▶ Exercise task:
Turn every line of the listing below into a numbered list, leaving out any blank lines.

▶ Material shown:
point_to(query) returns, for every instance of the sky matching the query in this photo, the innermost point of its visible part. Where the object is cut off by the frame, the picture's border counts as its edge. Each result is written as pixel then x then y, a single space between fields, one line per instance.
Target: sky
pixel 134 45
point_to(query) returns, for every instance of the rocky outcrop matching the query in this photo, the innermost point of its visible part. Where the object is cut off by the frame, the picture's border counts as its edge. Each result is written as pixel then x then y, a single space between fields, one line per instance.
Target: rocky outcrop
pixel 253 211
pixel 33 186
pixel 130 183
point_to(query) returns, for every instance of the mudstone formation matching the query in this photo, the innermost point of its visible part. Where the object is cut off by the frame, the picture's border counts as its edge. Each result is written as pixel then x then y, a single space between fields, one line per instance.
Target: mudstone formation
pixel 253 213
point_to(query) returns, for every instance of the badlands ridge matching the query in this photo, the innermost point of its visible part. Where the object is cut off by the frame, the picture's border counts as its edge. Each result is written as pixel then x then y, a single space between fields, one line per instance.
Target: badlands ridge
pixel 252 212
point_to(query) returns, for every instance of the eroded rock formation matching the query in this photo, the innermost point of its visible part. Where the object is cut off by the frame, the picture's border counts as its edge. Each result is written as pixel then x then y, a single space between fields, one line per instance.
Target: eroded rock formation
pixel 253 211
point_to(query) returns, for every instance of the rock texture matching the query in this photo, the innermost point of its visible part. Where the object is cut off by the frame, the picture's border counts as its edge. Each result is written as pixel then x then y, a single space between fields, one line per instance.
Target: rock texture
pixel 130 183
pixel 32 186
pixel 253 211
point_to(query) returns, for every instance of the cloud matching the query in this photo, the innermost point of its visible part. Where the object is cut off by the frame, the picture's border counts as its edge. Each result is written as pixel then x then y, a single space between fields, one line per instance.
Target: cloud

▶ The solution:
1. point_to(query) returns, for every instance of the sky matching the query in this photo, the innermost point of its visible part. Where the object is cut off by the frame, the picture's border counts as its edge. Each result is written as pixel then x then y, a single space between fields, one line per instance.
2. Target: sky
3. pixel 134 45
4. point_to(query) returns, for every instance of the rocky outcrop matching the query in this photo, the innermost point of its visible part. Where the object is cut off by the frame, the picture's border counts as its edge. Each result is written as pixel then x then y, a single space between fields, one line per instance.
5. Target: rocky outcrop
6. pixel 253 211
7. pixel 33 186
8. pixel 130 183
9. point_to(query) returns, for every instance of the mudstone formation matching the query in this photo, the innermost point of its visible part. Where the object is cut off by the frame, the picture's border counts as its edge. Each result is written as pixel then x then y, a single space between fields, one line per instance.
10. Target: mudstone formation
11. pixel 253 213
12. point_to(query) returns, for every instance of the badlands ridge matching the query in this photo, the innermost point of its visible part. Where the object is cut off by the frame, the picture's border counts as its edge. Each result is written as pixel then x then y, a single space between fields, one line per instance.
13. Target: badlands ridge
14. pixel 252 212
15. point_to(query) returns, for every instance of the eroded rock formation matching the query in this photo, the innermost point of its visible part. Where the object is cut off by the frame, the picture's border counts as its edge. Each result is written as pixel then x then y, a single space between fields, one line per instance.
16. Target: eroded rock formation
17. pixel 253 211
18. point_to(query) returns, for every instance of the rock texture matching the query in this photo, the innermost point of its visible part. Where the object is cut off by the frame, the picture's border counts as its edge. Each result is written as pixel then x then y, a single space between fields, one line per instance.
19. Target: rock texture
20. pixel 130 183
21. pixel 32 186
22. pixel 253 211
23. point_to(query) returns, for every instance of the cloud matching the query in this photo, the innermost point of its visible part. Where the object is cut off by the frame, the picture's border counts as its edge. Each result is written as pixel then x then y, a single space between fields, one line per instance.
24. Target: cloud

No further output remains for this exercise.